● TASK STATEMENT:
Can you convert the items below into a Markdown table with the columns "No." and "Text", giving each line its row number? Start at the line that contains "Find the white", end at the last line of the items, include both ends, and leave out blank lines.

● MATERIAL FOR THIS EXERCISE:
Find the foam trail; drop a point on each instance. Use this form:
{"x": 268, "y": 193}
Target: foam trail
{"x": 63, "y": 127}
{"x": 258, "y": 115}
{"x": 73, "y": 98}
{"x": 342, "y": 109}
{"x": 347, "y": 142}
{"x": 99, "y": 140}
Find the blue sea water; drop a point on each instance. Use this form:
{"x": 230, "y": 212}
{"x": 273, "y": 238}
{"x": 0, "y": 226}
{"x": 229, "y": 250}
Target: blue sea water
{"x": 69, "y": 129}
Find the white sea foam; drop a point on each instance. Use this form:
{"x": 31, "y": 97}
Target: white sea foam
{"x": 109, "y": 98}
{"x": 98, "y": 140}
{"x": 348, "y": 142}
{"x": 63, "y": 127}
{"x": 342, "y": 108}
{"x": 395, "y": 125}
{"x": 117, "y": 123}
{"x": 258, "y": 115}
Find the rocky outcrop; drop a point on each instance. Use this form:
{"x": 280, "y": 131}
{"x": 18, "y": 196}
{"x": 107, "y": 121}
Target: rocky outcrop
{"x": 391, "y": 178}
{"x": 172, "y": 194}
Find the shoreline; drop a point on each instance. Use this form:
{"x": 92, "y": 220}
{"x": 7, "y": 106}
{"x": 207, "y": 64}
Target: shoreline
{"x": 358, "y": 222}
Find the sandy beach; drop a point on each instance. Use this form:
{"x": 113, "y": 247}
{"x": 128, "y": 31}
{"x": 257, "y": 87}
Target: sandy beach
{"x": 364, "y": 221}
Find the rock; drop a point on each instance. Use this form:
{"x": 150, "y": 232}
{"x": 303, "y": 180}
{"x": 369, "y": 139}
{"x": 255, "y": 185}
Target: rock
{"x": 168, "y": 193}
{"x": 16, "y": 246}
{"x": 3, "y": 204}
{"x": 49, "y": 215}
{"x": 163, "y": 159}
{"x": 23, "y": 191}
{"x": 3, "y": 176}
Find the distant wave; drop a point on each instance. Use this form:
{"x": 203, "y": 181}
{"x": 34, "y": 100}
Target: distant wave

● TASK RESPONSE:
| No. | Text |
|---|---|
| 1 | Find the white sea foam; drop a point on each instance. Use this form: |
| 2 | {"x": 31, "y": 97} |
| 3 | Target: white sea foam |
| 4 | {"x": 109, "y": 98} |
| 5 | {"x": 98, "y": 140} |
| 6 | {"x": 348, "y": 142} |
| 7 | {"x": 63, "y": 127} |
| 8 | {"x": 342, "y": 108} |
| 9 | {"x": 395, "y": 125} |
| 10 | {"x": 117, "y": 123} |
| 11 | {"x": 258, "y": 115} |
| 12 | Find the rocky outcrop; drop a point on each instance. Use this form: |
| 13 | {"x": 280, "y": 131} |
| 14 | {"x": 18, "y": 196} |
| 15 | {"x": 107, "y": 121} |
| 16 | Target: rocky outcrop |
| 17 | {"x": 391, "y": 178} |
| 18 | {"x": 172, "y": 194} |
| 19 | Find the shoreline; drop a point on each instance. Use this form: |
| 20 | {"x": 92, "y": 220} |
| 21 | {"x": 7, "y": 106} |
| 22 | {"x": 207, "y": 64} |
| 23 | Target: shoreline |
| 24 | {"x": 358, "y": 222} |
| 25 | Find the sandy beach; drop a point on each instance. Use this form: |
| 26 | {"x": 113, "y": 247} |
| 27 | {"x": 128, "y": 31} |
| 28 | {"x": 257, "y": 87} |
| 29 | Target: sandy beach |
| 30 | {"x": 364, "y": 221} |
| 31 | Find the rock; drop a point on each instance. Use this form: |
| 32 | {"x": 150, "y": 232} |
| 33 | {"x": 303, "y": 180} |
| 34 | {"x": 369, "y": 139} |
| 35 | {"x": 255, "y": 185} |
| 36 | Target: rock |
| 37 | {"x": 168, "y": 193} |
| 38 | {"x": 16, "y": 246} |
| 39 | {"x": 3, "y": 204} |
| 40 | {"x": 49, "y": 215} |
| 41 | {"x": 163, "y": 159} |
| 42 | {"x": 23, "y": 191} |
| 43 | {"x": 3, "y": 176} |
| 44 | Find the distant wave; drop a point on each instance. Use this form: |
| 45 | {"x": 203, "y": 181} |
| 46 | {"x": 34, "y": 100} |
| 47 | Target: distant wave |